## WHAT THE EXERCISE ASKS
Please copy the records below word for word, beginning at the line that contains "Q: Find one point on every instance of the bird's eye" and continuing through the end of the records. Leave the pictures out of your copy.

## MATERIAL FOR THIS TASK
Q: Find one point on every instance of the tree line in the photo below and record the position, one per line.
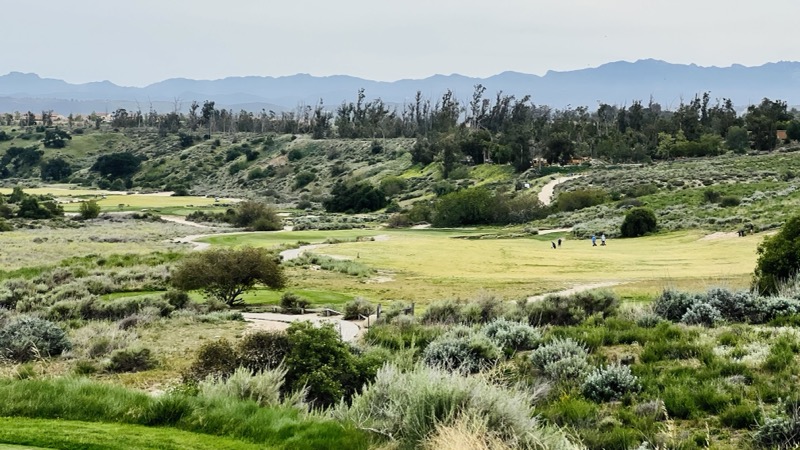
(503, 129)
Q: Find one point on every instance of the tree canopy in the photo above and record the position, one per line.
(778, 258)
(225, 274)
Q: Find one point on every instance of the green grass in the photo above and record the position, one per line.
(491, 173)
(135, 202)
(84, 400)
(30, 433)
(429, 264)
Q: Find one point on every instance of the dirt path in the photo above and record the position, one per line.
(546, 194)
(182, 221)
(349, 331)
(576, 289)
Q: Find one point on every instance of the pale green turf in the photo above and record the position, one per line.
(421, 265)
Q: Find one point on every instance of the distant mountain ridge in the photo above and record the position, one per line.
(614, 83)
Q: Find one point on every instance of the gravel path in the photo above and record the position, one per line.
(349, 331)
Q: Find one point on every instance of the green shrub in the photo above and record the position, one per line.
(399, 221)
(679, 402)
(781, 354)
(257, 216)
(562, 360)
(131, 360)
(672, 305)
(610, 383)
(702, 313)
(463, 354)
(579, 199)
(742, 416)
(177, 299)
(473, 206)
(482, 309)
(396, 336)
(778, 258)
(26, 338)
(293, 303)
(358, 308)
(263, 387)
(320, 361)
(303, 178)
(262, 350)
(638, 222)
(655, 351)
(216, 358)
(556, 309)
(512, 336)
(729, 201)
(89, 210)
(355, 198)
(648, 320)
(409, 406)
(393, 185)
(571, 411)
(711, 196)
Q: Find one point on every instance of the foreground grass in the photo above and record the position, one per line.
(84, 400)
(93, 435)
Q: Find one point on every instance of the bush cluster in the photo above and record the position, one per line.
(358, 308)
(469, 352)
(409, 405)
(721, 304)
(481, 309)
(26, 338)
(512, 336)
(571, 309)
(315, 359)
(562, 360)
(610, 383)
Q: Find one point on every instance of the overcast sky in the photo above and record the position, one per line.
(138, 42)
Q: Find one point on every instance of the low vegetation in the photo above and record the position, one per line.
(464, 350)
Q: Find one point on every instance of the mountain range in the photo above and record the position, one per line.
(618, 83)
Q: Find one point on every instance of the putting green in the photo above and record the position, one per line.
(430, 264)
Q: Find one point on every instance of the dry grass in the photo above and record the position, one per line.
(48, 246)
(467, 433)
(428, 266)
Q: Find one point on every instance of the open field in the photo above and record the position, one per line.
(49, 246)
(423, 265)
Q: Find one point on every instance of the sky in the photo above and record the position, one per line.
(139, 42)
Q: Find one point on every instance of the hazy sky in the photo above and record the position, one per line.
(138, 42)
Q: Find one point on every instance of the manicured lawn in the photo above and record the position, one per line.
(421, 265)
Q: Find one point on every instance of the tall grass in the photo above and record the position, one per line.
(408, 406)
(81, 399)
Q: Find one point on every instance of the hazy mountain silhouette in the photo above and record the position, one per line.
(614, 83)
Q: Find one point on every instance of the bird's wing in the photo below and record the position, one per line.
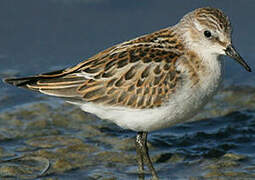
(138, 75)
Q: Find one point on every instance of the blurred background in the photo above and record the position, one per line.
(46, 35)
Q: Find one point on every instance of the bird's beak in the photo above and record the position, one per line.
(231, 52)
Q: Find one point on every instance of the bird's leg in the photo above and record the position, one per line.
(139, 154)
(141, 141)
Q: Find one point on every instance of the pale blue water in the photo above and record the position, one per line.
(45, 35)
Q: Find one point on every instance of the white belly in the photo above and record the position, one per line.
(181, 106)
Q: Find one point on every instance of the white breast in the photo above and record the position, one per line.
(181, 106)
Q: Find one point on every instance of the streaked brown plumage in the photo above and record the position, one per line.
(152, 82)
(138, 74)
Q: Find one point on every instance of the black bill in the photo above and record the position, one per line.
(231, 52)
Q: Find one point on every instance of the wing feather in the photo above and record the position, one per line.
(138, 74)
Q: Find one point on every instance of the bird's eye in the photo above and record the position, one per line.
(207, 34)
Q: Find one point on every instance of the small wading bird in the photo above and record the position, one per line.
(152, 82)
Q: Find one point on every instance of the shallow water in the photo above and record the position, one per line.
(47, 35)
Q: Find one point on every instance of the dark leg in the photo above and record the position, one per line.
(139, 154)
(141, 145)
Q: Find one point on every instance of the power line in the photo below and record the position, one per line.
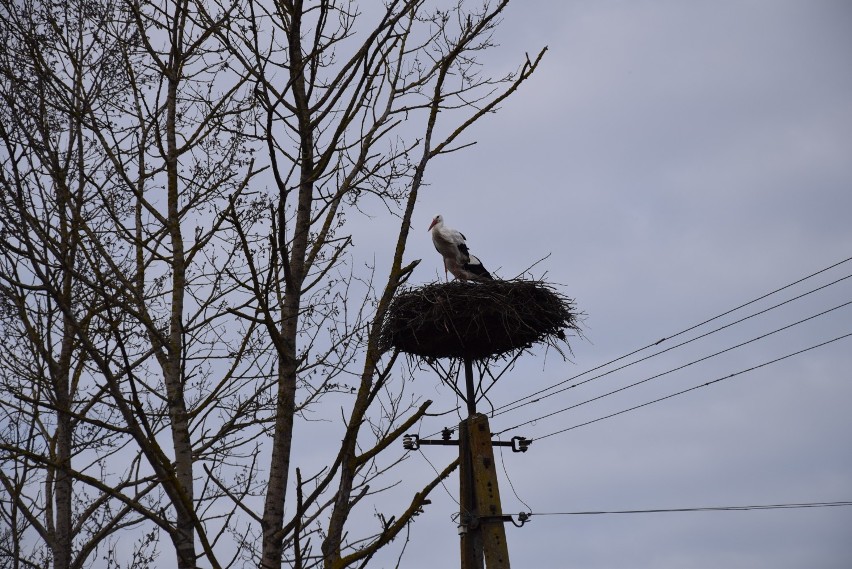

## CORRECT RESPONSE
Q: Find one point on every instance of the bird's eye in the photo above and record the position, one per line.
(207, 34)
Q: Find one point on every instance of the small wading bird in the photo above and record the position, one per line.
(152, 82)
Q: Find one point on every instance of the shallow water in the photo above and record the position, one per line.
(47, 35)
Q: Find one point on every instance of the dark leg in the photo above and record the position, one per line.
(139, 154)
(141, 145)
Q: Find one point on every instance of the power line in the photo below and record the position, one per line.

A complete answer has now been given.